Stated task:
Make an exact copy of the lines, leaving the pictures out.
####
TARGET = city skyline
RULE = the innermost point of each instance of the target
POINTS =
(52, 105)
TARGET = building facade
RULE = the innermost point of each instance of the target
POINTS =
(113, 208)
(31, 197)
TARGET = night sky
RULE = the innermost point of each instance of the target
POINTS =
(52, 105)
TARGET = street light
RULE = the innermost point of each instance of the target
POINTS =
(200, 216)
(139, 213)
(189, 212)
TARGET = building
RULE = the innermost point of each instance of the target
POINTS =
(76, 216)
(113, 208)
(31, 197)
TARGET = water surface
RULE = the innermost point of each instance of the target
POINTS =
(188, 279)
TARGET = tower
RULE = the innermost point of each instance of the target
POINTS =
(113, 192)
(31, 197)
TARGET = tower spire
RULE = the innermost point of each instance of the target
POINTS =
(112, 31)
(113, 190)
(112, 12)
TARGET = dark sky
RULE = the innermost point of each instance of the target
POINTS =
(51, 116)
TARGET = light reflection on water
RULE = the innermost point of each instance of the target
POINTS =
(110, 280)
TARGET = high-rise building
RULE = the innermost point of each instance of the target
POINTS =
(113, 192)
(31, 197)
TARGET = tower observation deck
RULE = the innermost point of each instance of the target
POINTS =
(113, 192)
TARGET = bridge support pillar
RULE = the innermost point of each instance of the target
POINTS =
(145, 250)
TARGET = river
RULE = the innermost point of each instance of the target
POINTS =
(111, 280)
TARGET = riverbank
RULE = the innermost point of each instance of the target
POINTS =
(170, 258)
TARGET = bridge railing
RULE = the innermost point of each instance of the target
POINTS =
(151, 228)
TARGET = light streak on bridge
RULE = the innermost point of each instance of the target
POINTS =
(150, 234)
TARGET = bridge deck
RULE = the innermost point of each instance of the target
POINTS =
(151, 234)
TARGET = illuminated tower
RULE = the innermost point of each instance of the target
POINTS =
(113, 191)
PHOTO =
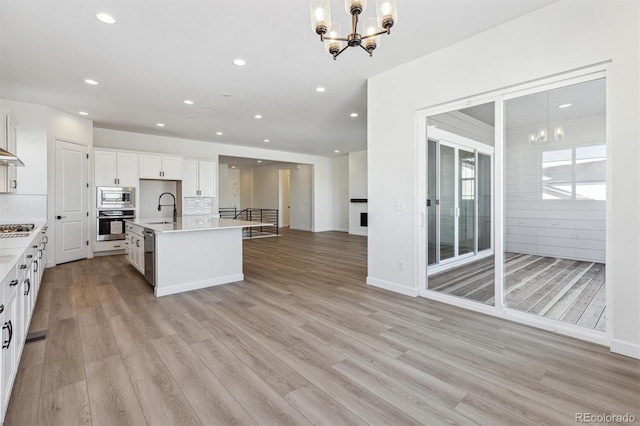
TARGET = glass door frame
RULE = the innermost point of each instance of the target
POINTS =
(468, 145)
(499, 96)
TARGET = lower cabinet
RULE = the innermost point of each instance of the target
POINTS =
(9, 347)
(135, 246)
(19, 291)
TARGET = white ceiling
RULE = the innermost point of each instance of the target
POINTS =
(161, 52)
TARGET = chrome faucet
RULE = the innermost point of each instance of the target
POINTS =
(175, 210)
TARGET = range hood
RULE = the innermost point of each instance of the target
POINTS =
(8, 159)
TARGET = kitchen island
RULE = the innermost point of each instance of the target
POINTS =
(192, 253)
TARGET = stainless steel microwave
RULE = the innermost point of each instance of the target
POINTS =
(115, 197)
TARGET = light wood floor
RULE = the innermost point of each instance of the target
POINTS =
(567, 290)
(301, 341)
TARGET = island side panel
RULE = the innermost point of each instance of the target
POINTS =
(191, 260)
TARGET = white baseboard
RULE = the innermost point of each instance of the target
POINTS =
(195, 285)
(396, 288)
(295, 228)
(625, 348)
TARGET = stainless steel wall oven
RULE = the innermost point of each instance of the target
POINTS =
(110, 224)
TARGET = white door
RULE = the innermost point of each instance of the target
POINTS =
(207, 178)
(285, 197)
(71, 202)
(189, 178)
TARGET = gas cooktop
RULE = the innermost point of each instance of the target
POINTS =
####
Finished exercise:
TARGET = city skyline
RULE = the innermost point of each instance of the target
POINTS =
(52, 105)
TARGET = building facade
RULE = the innermost point of each instance of the target
POINTS =
(113, 208)
(31, 197)
TARGET = night sky
RULE = the innermost point of each instance of the target
POINTS =
(52, 105)
TARGET = street light
RULE = the innermost point of each instance of the target
POINTS =
(200, 216)
(139, 213)
(189, 212)
TARGET = building
RULE = the innermost point of each instance of the target
POINTS =
(76, 216)
(113, 208)
(31, 197)
TARGET = water surface
RULE = the innermost point of each instance of the target
POINTS =
(188, 279)
TARGET = tower
RULE = the innermost point of each instance of the target
POINTS =
(113, 192)
(31, 197)
TARGET = tower spire
RULE = the innermost point of each instance of the target
POINTS =
(112, 31)
(113, 190)
(112, 12)
TARGET = dark sky
RULE = the innermost point of each instance of the target
POINTS =
(51, 116)
TARGET = light reflection on water
RULE = the innermost point of each instance of the target
POINTS =
(110, 280)
TARGET = high-rise building
RULE = the innermost point of each instance of the target
POINTS =
(113, 192)
(31, 197)
TARGET = tower observation deck
RULE = the innermost point of each instance of the target
POINTS =
(113, 192)
TARGET = bridge support pillar
RULE = the innermost point of each instance of the target
POINTS =
(145, 250)
TARGET = river
RULE = the innermost point of each instance of the target
POINTS =
(111, 280)
TARGET = riverbank
RULE = the innermost point of each instance of the target
POINTS =
(170, 258)
TARGET = bridge railing
RULE = the innermost point of each instance of the target
POINTS =
(151, 228)
TARGET = light streak on bridge
RULE = the innermost point of each instance of the target
POINTS =
(150, 234)
TARGET = bridge deck
RULE = the innermost point of each instance of the target
POINTS =
(151, 234)
TARGET = illuminated tower
RULE = the innermost point of each instance of the target
POINTS =
(113, 191)
PHOTO =
TARGET = glass door frame
RULE = the innermost point of each instance of the target
POINTS =
(468, 145)
(499, 96)
TARGET = lower cabinet
RULE = the innermost point of each instance of the target
POINTS =
(9, 347)
(135, 246)
(19, 291)
TARGET = white ceiling
RULE = the innermost point of each instance of the target
POINTS =
(161, 52)
TARGET = chrome faucet
RULE = the innermost point of each instance of the target
POINTS =
(175, 210)
TARGET = range hood
RULE = the innermost point of each instance of the target
POINTS =
(8, 159)
TARGET = kitchen island
RULE = the innermost point of each instance of the target
POINTS =
(192, 253)
TARGET = stainless steel microwave
RULE = the innermost point of each instance of the target
POINTS =
(115, 197)
TARGET = light wood floor
RULE = the innermost point of each instance of the target
POINTS =
(567, 290)
(301, 341)
TARGET = island side panel
RULE = the innermost point of each instance of the target
POINTS =
(191, 260)
TARGET = white baseboard
RULE = the innermost point of each instance of the target
POINTS =
(195, 285)
(396, 288)
(295, 228)
(625, 348)
TARGET = stainless steel wall oven
RULE = the innermost point of each instance of the target
POINTS =
(110, 224)
TARGET = white door
RULE = the innermost point of each instance of the target
POINTS =
(207, 178)
(285, 197)
(71, 202)
(189, 178)
TARGET = gas cooktop
RULE = the innermost point of each instance of the target
POINTS =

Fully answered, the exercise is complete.